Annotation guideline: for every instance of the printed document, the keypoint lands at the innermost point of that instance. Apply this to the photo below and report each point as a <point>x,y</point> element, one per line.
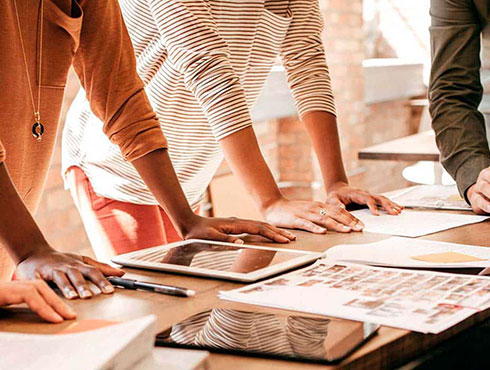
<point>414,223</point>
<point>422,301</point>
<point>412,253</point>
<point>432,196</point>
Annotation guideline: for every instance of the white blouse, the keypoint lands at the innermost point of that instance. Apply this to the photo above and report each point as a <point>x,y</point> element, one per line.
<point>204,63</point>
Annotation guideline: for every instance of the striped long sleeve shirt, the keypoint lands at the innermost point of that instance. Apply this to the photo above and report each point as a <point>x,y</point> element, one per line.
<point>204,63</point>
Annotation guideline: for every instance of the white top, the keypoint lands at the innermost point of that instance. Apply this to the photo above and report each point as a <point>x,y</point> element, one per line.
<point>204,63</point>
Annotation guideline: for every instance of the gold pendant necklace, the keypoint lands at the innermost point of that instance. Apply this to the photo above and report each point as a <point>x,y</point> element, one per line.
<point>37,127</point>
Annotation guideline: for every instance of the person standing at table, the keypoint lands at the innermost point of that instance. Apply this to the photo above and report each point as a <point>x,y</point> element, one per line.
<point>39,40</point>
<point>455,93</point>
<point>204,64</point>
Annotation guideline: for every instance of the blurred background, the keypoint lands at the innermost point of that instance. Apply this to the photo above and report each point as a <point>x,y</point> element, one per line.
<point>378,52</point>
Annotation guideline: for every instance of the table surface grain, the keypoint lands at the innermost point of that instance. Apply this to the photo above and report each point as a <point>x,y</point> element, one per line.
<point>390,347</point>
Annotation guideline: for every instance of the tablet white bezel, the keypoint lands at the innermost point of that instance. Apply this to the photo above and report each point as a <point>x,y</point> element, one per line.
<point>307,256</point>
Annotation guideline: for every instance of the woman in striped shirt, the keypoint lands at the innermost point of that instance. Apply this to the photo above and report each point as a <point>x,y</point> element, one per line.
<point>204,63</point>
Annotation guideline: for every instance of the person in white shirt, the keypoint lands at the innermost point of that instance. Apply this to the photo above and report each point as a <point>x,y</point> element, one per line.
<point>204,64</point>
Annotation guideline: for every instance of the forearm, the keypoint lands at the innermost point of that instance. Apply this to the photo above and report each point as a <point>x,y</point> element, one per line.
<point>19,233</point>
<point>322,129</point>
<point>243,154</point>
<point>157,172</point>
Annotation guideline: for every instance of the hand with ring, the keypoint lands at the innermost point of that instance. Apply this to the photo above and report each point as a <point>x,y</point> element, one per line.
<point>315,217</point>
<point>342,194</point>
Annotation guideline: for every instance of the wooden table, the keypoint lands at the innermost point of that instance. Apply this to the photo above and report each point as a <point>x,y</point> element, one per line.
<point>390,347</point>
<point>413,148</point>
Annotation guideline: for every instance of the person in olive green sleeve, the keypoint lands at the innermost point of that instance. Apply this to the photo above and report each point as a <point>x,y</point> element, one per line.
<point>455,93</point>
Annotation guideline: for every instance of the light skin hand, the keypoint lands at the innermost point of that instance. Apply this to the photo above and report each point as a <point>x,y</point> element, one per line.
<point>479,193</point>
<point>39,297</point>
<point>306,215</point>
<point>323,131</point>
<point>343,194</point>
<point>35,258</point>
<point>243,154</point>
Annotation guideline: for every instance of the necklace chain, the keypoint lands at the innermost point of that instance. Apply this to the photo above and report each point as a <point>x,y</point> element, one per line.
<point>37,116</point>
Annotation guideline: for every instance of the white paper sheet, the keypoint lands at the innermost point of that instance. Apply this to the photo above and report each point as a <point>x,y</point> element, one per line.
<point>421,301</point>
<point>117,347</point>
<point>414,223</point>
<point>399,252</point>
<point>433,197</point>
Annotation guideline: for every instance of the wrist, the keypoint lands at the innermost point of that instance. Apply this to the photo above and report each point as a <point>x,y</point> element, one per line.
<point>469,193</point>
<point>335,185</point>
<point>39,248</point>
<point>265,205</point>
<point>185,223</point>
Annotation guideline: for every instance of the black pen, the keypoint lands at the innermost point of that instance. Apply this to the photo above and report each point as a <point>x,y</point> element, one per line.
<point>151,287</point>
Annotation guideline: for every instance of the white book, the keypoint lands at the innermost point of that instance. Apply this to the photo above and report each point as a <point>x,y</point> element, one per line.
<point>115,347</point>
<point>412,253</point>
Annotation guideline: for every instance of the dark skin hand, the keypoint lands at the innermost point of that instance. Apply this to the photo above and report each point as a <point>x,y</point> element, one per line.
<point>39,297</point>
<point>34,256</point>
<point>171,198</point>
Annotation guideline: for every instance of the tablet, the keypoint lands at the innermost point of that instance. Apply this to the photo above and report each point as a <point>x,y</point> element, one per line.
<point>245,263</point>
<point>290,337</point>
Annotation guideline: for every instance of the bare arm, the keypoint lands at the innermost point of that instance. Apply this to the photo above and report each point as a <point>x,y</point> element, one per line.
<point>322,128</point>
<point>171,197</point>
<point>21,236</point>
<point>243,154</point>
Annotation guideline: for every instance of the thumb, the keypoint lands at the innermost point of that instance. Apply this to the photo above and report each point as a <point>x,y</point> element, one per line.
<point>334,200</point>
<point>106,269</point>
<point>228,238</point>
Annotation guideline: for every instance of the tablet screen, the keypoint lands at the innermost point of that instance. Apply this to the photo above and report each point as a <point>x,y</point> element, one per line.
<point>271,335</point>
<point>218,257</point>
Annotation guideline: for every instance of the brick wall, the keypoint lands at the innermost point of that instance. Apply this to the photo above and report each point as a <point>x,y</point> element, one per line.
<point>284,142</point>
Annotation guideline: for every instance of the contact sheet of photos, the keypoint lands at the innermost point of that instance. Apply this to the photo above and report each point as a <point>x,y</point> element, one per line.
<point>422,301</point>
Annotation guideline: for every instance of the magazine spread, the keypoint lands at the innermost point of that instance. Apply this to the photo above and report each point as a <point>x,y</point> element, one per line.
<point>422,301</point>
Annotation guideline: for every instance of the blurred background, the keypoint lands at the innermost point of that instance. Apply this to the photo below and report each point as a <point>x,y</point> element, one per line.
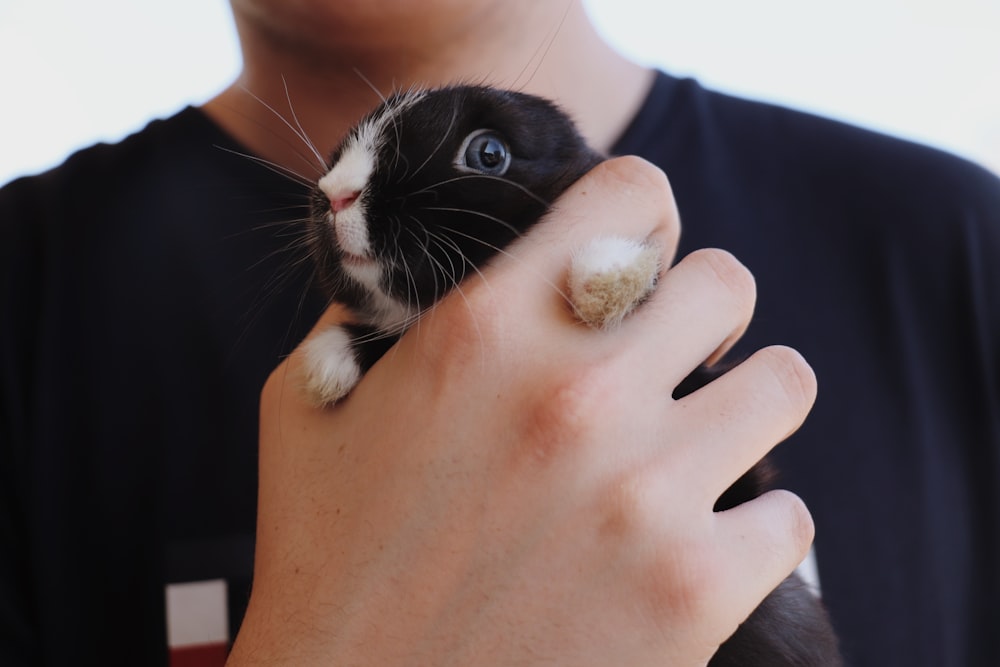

● ● ● ● ● ● ●

▸ Aim of the exercise: No pictures belong in the copy. Repeat the listing above exactly.

▸ Result of this task:
Annotation guideline: for every instance of the printed document, the keypoint lands at the innermost point of that instance. Apply this to the photo below and report each point as a <point>x,y</point> element, one per line.
<point>414,223</point>
<point>422,301</point>
<point>412,253</point>
<point>432,196</point>
Annotation guideline: for every instance of the white blouse, the keypoint lands at the innermost point of that instance. Apply this to the photo above and report each point as a <point>x,y</point> element, one per line.
<point>204,63</point>
Annotation guideline: for every instance of the striped long sleeve shirt, the keypoint lands at the innermost point of that instance. Apply this to the photo above and report each point as a <point>x,y</point> element, one per line.
<point>204,63</point>
Annotation guideline: for every instance of the white top, the keypoint lands at the innermost point of that instance. Apply this to the photo above and report each point as a <point>x,y</point> element, one per line.
<point>204,63</point>
Annotation guideline: for every instance of the gold pendant necklace, the keypoint lands at the innermost point of that instance. Apply this to the photo above and report each point as a <point>x,y</point> element, one per line.
<point>37,127</point>
Annotation guideline: for every instance of the person standing at table, the keypoint lands at the innermost point of that instance. Apply this to the photo above and report each point as a <point>x,y</point> element, one per line.
<point>39,40</point>
<point>455,93</point>
<point>204,64</point>
Annotation guideline: for every instance of the blurred background, the keypoint lands at the innermost point of that instance. Apply this to the photo above and report each point as a <point>x,y</point> element, one per line.
<point>378,52</point>
Annotation guideline: for every instance of the table surface grain, the keypoint lands at the innermost point of that instance. Apply this to the photo above and report each point as a <point>x,y</point> element, one per line.
<point>390,347</point>
Annotation guideline: for every instance of the tablet white bezel, the keypoint lands at the innermost point of that instance. Apply this to the photo above and report each point as a <point>x,y</point> element, one per line.
<point>307,256</point>
Annotation guideline: for every instance of the woman in striped shirt, the keypoint lands at the innermost point of that instance. Apply this to the photo above and report each point as a <point>x,y</point> element, one per line.
<point>204,63</point>
Annotation guideline: for every instance of the person in white shirt, the keypoint lands at the innermost point of that instance. Apply this to the photo above and report each point as a <point>x,y</point> element, one per line.
<point>204,64</point>
Annotation guideline: for every instance of the forearm, the keypoint lands at the innermost point of that instance. Apply this to the photo above and report each point as a <point>x,y</point> element, one per line.
<point>19,233</point>
<point>322,129</point>
<point>243,154</point>
<point>157,172</point>
Annotation guideline: for every instance of the hand with ring, the keypoint lands at the innermost point of that instance. Apply this to the photo above and report each point as a <point>x,y</point> element, one per line.
<point>315,217</point>
<point>342,194</point>
Annotation guideline: for every instance of the wooden table, the keypoint lands at the innermost point of that instance. Apply this to the photo above and report each point as a <point>x,y</point> element, one per line.
<point>390,347</point>
<point>413,148</point>
Annotation guideline: for every instance of the person in olive green sleeve, the keypoint lands at the innermost point of that instance. Apply this to the photo above and report each point as a <point>x,y</point> element, one per line.
<point>455,93</point>
Annotation guideline: for every instance of the light skin hand, the keypoint lands at the innermost point of that instance. Apply this to the photo above and report each point as a <point>x,y</point> element, one per line.
<point>479,193</point>
<point>39,297</point>
<point>306,215</point>
<point>323,131</point>
<point>343,194</point>
<point>35,258</point>
<point>243,154</point>
Annotation guideline: for every instance of the necklace chain, the keypoint lands at the innermost point of that instance. Apply this to the photo above and report each point as a <point>x,y</point> element, one per line.
<point>37,116</point>
Annotation guideline: for every instance of the white paper sheet, the keypoint lands at the innermost point of that instance. Apply this to the photo above and report each point as a <point>x,y</point> element, one per line.
<point>421,301</point>
<point>117,347</point>
<point>414,223</point>
<point>399,252</point>
<point>433,197</point>
Annotation guideline: for every instance of the wrist, the keypoint lands at the innermost point of that instance. Apply this to the photo above and report each point as a <point>x,y</point> element, one per line.
<point>469,193</point>
<point>335,185</point>
<point>39,248</point>
<point>265,205</point>
<point>185,223</point>
Annotation guideline: for every instance of the black pen, the keypoint lands at the innermost point of that instance. Apply this to the photo above and report each point as a <point>x,y</point> element, one per line.
<point>151,287</point>
Annotation guideline: for every instance of the white book, the keypoint lands at the innermost point of that instance. Apply this to the photo above and report each point as a <point>x,y</point> element, one per line.
<point>115,347</point>
<point>412,253</point>
Annotation guideline: for every instance of the dark skin hand, the keypoint lands at the innermost point of that instance. Apply this to the photo above and report each point as a <point>x,y</point> element, one per line.
<point>39,297</point>
<point>34,256</point>
<point>171,198</point>
Annotation guideline: for every instance of the tablet, the keypoint lands at the innermost point of that instance. Apply this to the photo above and report each point as a <point>x,y</point> element, one per line.
<point>245,263</point>
<point>290,337</point>
Annotation guideline: for every instance of the bare arm, the keypoint lands at the innermost point of that instance. Apply this to the photo above and report each point as a <point>x,y</point> element, one per line.
<point>322,128</point>
<point>171,197</point>
<point>21,236</point>
<point>243,154</point>
Annotation guideline: for every instance of the thumb, the keypoint lands at the innermost point of that instance. Apply this to the photo above and report each point as a <point>x,y</point> element, one per line.
<point>334,200</point>
<point>106,269</point>
<point>228,238</point>
Annotation guideline: for every instance of the tablet screen, the keypoint lands at the innermost point of that instance. Apply this to the photo above and report each point as a <point>x,y</point> element, one per line.
<point>271,335</point>
<point>218,257</point>
Annotation guideline: for every instance of the brick wall, the keypoint lands at the innermost point of that instance. Apply this to the photo above and report each point as a <point>x,y</point> element, one per line.
<point>284,142</point>
Annotation guideline: for every instance of the contact sheet of photos, the keypoint lands at the innermost point of that instance. Apply this to the photo above and report each point as a <point>x,y</point> element, one per line.
<point>422,301</point>
Annotation guideline: for every instance of the magazine spread, the keypoint lands at the innermost point of that instance. Apply this to the photo above and report each point as a <point>x,y</point> element, one per line.
<point>422,301</point>
Annotation guideline: for every instance of the blurred background, the keypoint lands at the innermost point of that instance. Apply this to the photo below and report each point as a <point>x,y</point> element, one per line.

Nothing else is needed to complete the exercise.